=== To do ===
Reproduce the listing below in full, word for word, but leave out the pictures.
---
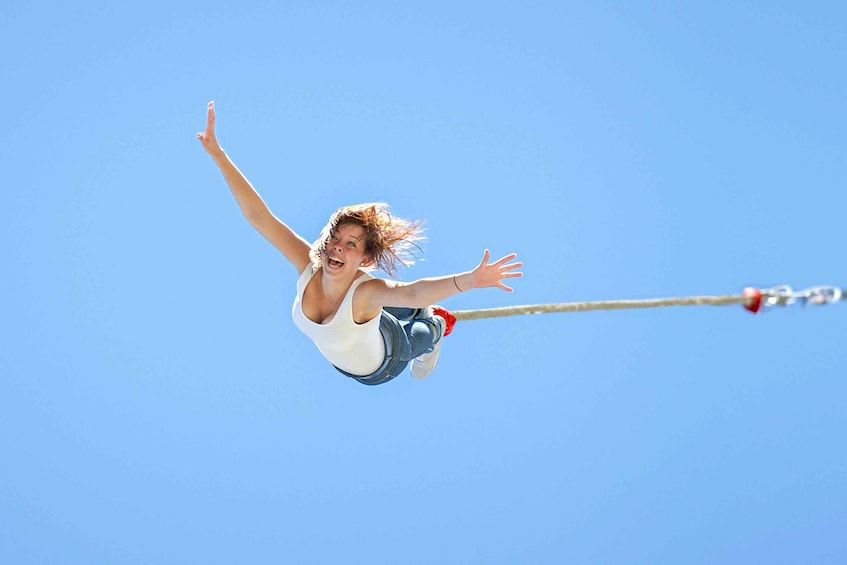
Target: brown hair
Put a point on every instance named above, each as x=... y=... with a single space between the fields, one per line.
x=388 y=240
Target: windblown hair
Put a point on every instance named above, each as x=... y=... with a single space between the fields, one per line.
x=388 y=240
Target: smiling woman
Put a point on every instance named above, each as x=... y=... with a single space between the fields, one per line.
x=369 y=328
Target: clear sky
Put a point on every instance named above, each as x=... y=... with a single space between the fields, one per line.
x=157 y=404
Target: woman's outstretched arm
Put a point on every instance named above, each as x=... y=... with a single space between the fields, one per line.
x=428 y=291
x=294 y=247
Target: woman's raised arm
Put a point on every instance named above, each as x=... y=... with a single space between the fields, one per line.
x=289 y=243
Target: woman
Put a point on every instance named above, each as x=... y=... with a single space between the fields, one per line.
x=369 y=328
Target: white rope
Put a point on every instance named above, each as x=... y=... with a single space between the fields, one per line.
x=600 y=305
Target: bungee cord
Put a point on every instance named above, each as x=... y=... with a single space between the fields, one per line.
x=753 y=299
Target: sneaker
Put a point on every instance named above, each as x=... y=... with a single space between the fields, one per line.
x=448 y=316
x=424 y=364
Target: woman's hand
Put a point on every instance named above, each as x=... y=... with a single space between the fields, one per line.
x=492 y=274
x=207 y=138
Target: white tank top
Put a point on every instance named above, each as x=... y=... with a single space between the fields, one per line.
x=356 y=348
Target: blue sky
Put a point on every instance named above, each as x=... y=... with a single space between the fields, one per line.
x=158 y=405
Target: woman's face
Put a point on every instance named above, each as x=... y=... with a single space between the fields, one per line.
x=344 y=251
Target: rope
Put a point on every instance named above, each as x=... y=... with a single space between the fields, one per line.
x=752 y=299
x=599 y=305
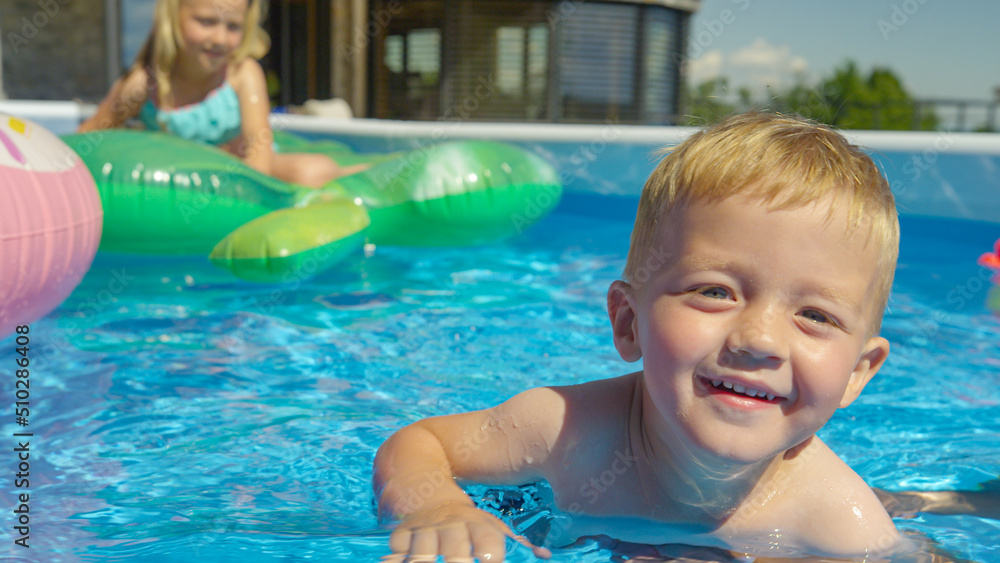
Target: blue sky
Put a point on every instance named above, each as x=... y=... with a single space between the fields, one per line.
x=939 y=48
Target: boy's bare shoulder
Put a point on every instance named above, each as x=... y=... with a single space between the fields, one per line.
x=579 y=425
x=827 y=508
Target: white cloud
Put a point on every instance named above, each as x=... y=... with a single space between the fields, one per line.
x=757 y=66
x=705 y=67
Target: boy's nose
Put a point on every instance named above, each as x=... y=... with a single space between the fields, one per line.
x=757 y=336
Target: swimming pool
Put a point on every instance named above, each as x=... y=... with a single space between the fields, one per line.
x=179 y=414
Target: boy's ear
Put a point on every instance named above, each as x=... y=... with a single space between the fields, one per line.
x=872 y=357
x=621 y=311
---
=== Response below ===
Target: brown hair
Put a point on every instance named above, each as x=... y=... with a single space between the fields, one per line.
x=388 y=240
Target: windblown hair
Put a point on every instance named above, each as x=... y=... with a single space between the fields, one per line.
x=388 y=240
Target: smiling woman
Put a point on every instance named above, each as x=... y=... with a single space between the fields, one per line.
x=369 y=328
Target: clear sky
Put a point on every instance named above, each as x=... y=... with a single space between the fields, one per line.
x=157 y=404
Target: woman's outstretched arm
Put a point on every instance named above, each as x=... y=... with a single space between the fields, one per line.
x=428 y=291
x=294 y=247
Target: woman's raised arm
Put a point on every instance named above, each as x=... y=... with a single space between the fields, one per line.
x=289 y=243
Target: woman
Put a point on every instance named above, each as x=... y=... with a single space between the fields, one per line.
x=369 y=328
Target: white rope
Put a point on every instance named above, each as x=... y=... with a single space between the fields, one per line.
x=600 y=305
Target: bungee cord
Put a point on every instance named above, each as x=... y=... with a single space between the fields, one per line.
x=753 y=299
Target: sneaker
Put a point on every instance named above, each as x=... y=... with a single space between the fields, one per line.
x=448 y=316
x=424 y=364
Target: woman's hand
Put a point on every instance named above, each as x=... y=... with a single space between the fields, one per line.
x=492 y=274
x=207 y=138
Target: white tank top
Put a point on every instance named above, each as x=... y=... with a single space between the fields, one per line.
x=356 y=348
Target: blue sky
Put a point on every instance named above, each as x=... y=... with a single space between the fields, one per line.
x=158 y=405
Target: woman's face
Put a point on every instance named above, each as x=... y=... with a single space between the fields, one per line.
x=344 y=251
Target: rope
Put a point on every instance named above, each as x=... y=... with a single space between the fields, one per line.
x=752 y=299
x=599 y=305
Target: blue sky
Put a point on every instance named above, each as x=... y=... with a single space between the fields, one per line.
x=939 y=48
Target: boy's bare shoulder
Put a point on every instance named above, each as x=... y=... with a single space between the fields, one per line.
x=579 y=425
x=827 y=508
Target: white cloud
Put a point on every instance named above, each as x=... y=... with a single space between the fields, one per line.
x=757 y=66
x=705 y=67
Target: boy's nose
Put a point on every instance named above, each as x=... y=... with a single space between the fields, one per line.
x=757 y=336
Target: swimming pool
Put a point on every instance named above, each as x=... y=... with a single space between the fields, one per line.
x=179 y=414
Target: boy's ear
Put a point on every instance named above, each as x=... y=... with a single space between the fields, one per line.
x=872 y=357
x=621 y=311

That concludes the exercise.